Challenge:
Collect every line below that contains the word "asphalt", and copy each one.

(Point annotation dataset records)
## Begin

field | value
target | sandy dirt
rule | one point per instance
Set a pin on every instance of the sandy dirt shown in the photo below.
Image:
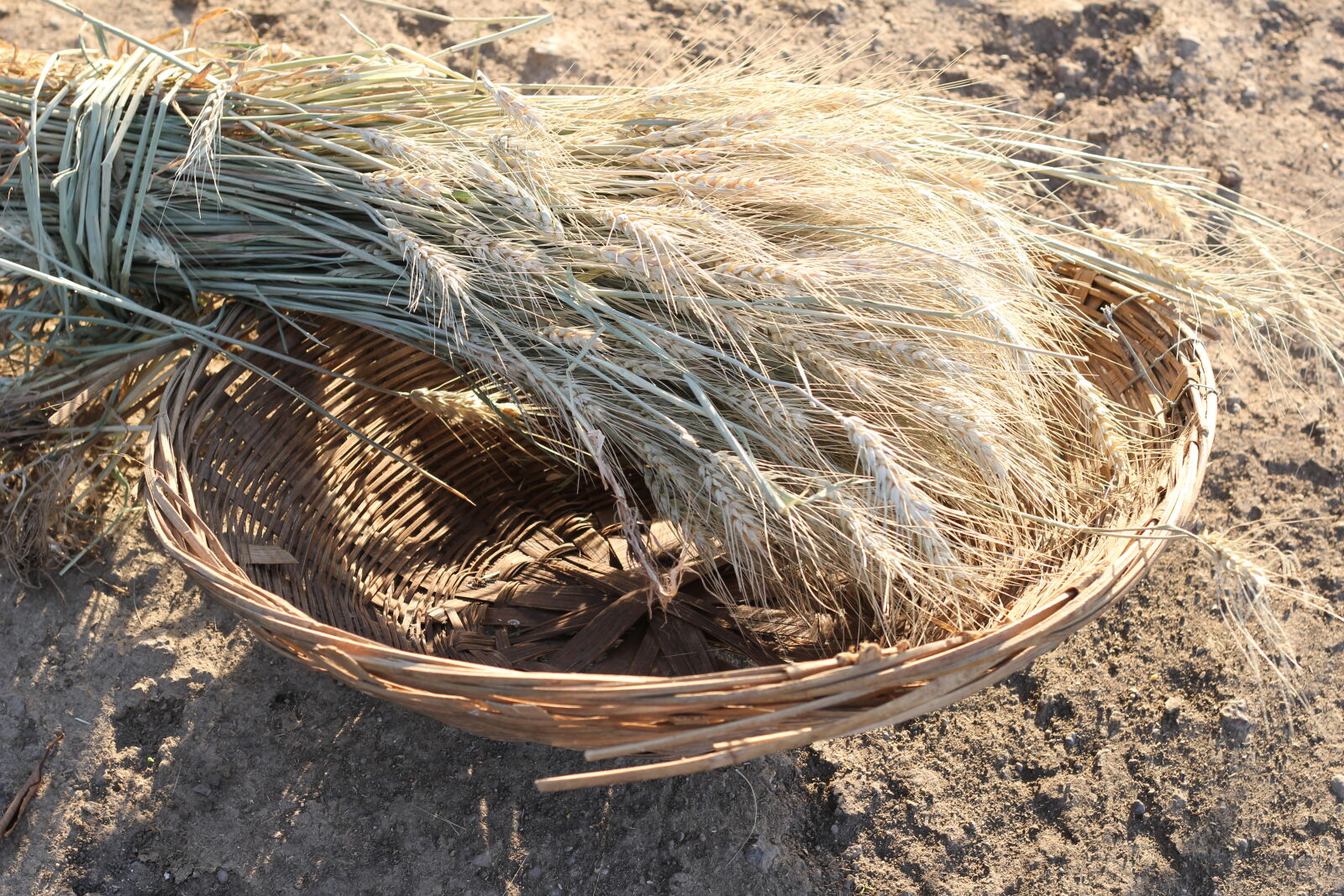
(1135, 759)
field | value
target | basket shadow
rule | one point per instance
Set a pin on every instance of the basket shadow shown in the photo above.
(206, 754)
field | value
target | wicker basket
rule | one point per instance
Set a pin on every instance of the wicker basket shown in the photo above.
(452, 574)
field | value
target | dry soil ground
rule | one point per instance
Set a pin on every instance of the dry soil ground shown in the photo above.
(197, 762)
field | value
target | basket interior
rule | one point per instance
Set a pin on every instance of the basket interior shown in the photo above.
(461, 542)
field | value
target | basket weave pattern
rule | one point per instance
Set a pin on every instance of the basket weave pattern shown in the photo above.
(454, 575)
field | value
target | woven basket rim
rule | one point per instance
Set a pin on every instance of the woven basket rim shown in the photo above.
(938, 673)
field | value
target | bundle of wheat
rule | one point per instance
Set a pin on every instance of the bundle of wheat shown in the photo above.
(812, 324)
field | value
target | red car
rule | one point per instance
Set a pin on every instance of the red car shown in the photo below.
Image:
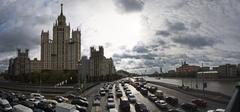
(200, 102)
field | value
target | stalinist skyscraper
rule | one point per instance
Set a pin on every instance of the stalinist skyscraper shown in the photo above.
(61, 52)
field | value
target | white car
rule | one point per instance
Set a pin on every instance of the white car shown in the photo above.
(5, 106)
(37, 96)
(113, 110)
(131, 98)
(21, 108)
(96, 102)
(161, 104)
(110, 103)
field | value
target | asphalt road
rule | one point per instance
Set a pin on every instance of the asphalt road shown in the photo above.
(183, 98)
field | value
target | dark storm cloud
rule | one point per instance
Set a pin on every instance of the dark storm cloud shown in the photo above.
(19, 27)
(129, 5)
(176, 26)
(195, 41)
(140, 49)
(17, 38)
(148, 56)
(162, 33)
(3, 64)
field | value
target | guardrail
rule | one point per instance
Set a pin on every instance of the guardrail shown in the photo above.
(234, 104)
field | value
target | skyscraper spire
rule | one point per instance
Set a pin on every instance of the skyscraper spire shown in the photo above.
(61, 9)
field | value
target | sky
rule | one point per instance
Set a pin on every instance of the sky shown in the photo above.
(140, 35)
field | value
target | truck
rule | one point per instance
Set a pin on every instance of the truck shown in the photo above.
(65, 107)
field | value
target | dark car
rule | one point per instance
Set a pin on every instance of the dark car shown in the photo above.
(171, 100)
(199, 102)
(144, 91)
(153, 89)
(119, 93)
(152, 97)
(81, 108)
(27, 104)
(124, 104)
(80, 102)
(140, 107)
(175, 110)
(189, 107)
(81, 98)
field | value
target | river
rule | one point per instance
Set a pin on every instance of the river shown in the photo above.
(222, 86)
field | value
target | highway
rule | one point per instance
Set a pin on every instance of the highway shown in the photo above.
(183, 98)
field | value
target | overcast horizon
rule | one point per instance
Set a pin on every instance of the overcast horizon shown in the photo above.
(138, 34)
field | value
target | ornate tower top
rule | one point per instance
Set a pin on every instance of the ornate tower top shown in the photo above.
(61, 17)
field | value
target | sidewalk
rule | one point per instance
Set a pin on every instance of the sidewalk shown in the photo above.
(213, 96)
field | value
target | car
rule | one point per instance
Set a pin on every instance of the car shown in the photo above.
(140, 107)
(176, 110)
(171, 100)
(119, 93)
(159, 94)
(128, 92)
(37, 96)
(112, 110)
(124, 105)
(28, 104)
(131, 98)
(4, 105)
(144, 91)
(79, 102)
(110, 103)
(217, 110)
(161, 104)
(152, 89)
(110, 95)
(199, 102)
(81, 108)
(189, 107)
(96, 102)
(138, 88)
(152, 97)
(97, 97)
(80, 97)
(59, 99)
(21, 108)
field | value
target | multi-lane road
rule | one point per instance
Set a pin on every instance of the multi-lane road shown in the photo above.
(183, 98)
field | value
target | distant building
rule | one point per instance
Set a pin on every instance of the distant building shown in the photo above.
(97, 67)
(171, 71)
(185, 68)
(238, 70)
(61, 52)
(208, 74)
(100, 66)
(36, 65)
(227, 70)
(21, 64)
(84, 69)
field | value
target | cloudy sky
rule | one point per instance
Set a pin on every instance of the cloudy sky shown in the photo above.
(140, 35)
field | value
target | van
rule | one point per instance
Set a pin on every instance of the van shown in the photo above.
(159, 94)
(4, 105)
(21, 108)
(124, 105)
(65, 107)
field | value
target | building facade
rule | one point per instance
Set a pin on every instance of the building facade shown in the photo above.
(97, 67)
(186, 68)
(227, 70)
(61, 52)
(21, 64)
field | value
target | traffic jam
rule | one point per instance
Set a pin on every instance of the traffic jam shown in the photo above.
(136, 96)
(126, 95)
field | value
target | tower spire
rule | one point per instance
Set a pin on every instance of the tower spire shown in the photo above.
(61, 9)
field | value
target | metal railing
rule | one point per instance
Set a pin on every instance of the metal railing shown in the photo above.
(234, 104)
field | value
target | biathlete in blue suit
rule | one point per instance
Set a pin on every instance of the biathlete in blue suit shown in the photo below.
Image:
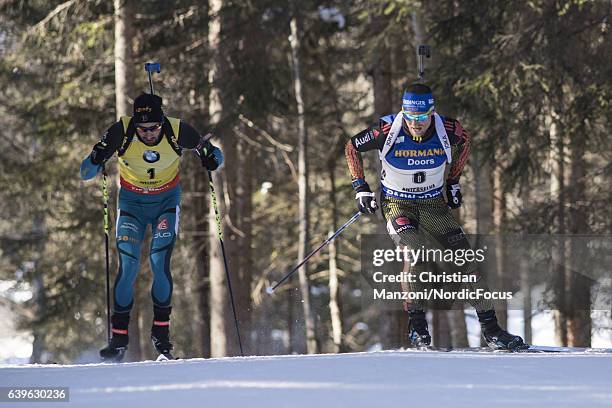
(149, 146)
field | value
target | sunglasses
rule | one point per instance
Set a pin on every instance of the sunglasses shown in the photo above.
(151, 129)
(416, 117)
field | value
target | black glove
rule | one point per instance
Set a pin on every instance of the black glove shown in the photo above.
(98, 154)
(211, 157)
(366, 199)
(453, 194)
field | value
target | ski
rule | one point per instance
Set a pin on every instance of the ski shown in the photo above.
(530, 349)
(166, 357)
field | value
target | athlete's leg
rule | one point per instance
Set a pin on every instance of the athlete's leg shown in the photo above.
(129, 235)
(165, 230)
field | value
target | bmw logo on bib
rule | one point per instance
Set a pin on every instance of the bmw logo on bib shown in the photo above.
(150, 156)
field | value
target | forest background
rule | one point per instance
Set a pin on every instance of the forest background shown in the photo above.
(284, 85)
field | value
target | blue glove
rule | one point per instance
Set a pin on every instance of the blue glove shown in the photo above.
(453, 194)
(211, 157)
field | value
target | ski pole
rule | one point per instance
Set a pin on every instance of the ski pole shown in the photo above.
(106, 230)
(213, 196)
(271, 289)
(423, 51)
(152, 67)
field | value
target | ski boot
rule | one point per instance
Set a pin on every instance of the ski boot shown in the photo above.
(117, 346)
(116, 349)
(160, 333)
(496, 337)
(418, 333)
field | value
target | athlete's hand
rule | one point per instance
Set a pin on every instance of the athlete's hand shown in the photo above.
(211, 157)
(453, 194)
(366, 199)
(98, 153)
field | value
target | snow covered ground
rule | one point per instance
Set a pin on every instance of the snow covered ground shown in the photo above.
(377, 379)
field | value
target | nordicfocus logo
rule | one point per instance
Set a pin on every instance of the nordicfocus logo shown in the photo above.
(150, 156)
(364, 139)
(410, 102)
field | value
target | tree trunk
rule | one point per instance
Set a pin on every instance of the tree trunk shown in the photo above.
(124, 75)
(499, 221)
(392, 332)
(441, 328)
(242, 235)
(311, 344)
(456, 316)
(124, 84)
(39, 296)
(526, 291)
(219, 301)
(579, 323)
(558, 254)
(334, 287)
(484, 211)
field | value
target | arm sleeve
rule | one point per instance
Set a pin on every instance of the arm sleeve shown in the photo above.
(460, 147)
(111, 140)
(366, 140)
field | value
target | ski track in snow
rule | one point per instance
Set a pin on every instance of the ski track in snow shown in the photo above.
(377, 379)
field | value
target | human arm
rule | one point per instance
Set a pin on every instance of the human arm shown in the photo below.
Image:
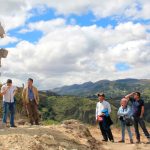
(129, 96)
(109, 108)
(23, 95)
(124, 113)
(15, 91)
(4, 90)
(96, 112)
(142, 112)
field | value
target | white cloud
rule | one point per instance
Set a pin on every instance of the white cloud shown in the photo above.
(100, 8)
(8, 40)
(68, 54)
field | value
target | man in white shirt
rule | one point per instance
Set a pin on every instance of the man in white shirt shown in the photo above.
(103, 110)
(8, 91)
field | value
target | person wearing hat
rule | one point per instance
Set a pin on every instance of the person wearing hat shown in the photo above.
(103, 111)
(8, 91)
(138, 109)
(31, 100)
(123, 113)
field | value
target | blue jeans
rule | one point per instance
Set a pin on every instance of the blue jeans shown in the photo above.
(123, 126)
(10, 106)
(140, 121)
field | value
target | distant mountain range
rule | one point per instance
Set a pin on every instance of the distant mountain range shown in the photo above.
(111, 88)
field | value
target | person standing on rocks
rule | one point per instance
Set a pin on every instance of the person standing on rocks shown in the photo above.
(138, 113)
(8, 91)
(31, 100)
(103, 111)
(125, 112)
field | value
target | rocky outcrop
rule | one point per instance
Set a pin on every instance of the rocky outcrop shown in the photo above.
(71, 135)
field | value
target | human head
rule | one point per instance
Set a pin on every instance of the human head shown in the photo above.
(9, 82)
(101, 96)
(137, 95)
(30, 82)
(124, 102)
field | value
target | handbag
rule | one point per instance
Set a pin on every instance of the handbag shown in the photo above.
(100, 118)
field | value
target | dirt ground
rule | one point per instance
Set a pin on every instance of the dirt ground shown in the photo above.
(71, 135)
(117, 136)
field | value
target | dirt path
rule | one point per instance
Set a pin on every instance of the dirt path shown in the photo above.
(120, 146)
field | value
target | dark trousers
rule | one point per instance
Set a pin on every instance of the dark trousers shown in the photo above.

## End

Response to the exercise:
target | asphalt road
Set a pin on every instance of the asphalt road shown in the photo above.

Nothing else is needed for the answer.